Texto de lectura
Pero el potencial uso malévolo de esta tecnología es
enorme, ya que se puede utilizar para tergiversar las declaraciones de figuras
públicas, para suplantación de identidad con fines lucrativos o para inicios de
sesión controlados por voz, entre otras aplicaciones cuando menos cuestionables
moralmente. De hecho, “se ha demostrado que la IA generativa puede incurrir en
un plagio, en infracciones de derechos de autor o en la creación de contenidos
nocivos que se pueden usar en campañas de desinformación”, comenta Sara
Degli-Esposti.

Lista de actividades
(a) Según el texto sobre los riesgos de la IA generativa, ¿qué usos concretos de esta tecnología se citan como malévolos antes de la frase "entre otras aplicaciones"?
(b) Escribe la continuación del texto sobre los riesgos de la IA generativa a partir de su última oración.
Los registros son un material aparte del texto de lectura.

(Entradas guardadas)
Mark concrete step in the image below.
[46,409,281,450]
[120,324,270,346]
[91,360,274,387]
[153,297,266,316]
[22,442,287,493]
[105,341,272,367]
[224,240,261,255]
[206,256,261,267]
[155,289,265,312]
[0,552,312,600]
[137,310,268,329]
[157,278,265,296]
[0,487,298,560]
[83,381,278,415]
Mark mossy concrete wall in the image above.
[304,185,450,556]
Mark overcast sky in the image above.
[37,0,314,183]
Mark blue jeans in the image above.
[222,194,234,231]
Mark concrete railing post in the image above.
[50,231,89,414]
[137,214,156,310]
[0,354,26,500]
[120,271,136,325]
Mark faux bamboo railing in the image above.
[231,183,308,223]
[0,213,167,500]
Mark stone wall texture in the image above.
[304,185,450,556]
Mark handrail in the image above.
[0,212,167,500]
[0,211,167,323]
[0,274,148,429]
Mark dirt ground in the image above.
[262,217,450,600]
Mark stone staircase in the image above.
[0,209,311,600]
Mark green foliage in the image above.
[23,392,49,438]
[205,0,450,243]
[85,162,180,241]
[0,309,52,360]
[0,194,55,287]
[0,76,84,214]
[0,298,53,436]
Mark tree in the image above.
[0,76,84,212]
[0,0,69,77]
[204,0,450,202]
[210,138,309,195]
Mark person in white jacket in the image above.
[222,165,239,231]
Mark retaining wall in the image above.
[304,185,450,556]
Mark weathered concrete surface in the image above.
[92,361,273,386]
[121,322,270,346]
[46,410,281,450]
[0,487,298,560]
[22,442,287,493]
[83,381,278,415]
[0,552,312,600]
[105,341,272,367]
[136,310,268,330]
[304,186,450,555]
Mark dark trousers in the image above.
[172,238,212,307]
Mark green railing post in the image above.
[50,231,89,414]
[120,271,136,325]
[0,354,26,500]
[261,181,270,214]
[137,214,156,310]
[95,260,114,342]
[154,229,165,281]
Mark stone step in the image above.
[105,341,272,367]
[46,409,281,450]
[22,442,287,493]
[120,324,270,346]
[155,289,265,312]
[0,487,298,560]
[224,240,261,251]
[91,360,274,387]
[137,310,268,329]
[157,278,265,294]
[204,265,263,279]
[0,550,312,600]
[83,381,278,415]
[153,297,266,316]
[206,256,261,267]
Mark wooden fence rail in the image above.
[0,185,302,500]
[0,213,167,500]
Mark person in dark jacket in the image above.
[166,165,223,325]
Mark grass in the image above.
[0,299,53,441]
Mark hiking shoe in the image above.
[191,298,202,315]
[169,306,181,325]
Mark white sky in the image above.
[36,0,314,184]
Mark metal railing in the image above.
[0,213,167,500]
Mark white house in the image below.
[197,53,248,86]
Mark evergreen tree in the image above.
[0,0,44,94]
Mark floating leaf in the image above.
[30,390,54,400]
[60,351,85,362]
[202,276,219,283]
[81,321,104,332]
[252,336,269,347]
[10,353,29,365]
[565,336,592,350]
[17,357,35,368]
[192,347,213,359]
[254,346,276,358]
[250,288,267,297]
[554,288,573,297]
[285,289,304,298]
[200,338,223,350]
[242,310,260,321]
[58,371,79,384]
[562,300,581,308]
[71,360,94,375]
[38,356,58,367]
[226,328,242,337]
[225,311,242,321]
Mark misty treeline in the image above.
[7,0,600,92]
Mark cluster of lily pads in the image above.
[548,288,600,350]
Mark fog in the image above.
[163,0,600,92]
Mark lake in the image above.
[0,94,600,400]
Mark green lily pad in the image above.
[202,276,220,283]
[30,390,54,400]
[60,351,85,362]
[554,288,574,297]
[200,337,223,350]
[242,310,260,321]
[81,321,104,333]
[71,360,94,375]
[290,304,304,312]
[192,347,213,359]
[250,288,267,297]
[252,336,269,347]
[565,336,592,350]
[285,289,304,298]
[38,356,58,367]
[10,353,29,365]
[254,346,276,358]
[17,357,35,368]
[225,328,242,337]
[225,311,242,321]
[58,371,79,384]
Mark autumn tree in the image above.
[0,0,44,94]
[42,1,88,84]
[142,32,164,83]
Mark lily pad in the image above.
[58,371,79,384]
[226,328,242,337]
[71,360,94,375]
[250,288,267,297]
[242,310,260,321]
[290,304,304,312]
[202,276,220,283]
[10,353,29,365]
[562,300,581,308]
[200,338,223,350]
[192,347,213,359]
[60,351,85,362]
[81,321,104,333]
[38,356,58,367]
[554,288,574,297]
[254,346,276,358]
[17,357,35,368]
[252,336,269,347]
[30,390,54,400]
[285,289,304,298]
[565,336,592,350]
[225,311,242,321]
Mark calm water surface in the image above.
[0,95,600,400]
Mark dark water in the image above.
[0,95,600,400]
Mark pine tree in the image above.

Respuestas por tarea
(a) Tergiversar las declaraciones de figuras públicas, la suplantación de identidad con fines lucrativos y los inicios de sesión controlados por voz.

(b)
En muy poco tiempo los modelos de IA generativa han
alcanzado un grado de sofisticación tan alto que hasta preocupa a algunos de
sus creadores. Es el caso de Geoffrey Hilton, vicepresidente e ingeniero de
Google hasta mayo de 2023, cuando abandonó la empresa y expresó públicamente su
preocupación por el peligro potencial de la IA para lanzar campañas de
desinformación. Y parece que esta alerta es compartida. “En una carta abierta
publicada el 22 de marzo de 2023 y firmada por más de 30 mil expertos se hace
un llamamiento a todos los laboratorios de IA para poner en pausa durante al
menos 6 meses el entrenamiento de sistemas de IA más potentes que GPT-4 con el
fin de dedicarse a la investigación técnica sobre la seguridad de la IA y
promover el desarrollo de sistemas de gobernanza que incluyan un ecosistema de
auditoría y certificación que reduzca los riesgos de manipulación de esta
tecnologías”, explica Degli-Esposti.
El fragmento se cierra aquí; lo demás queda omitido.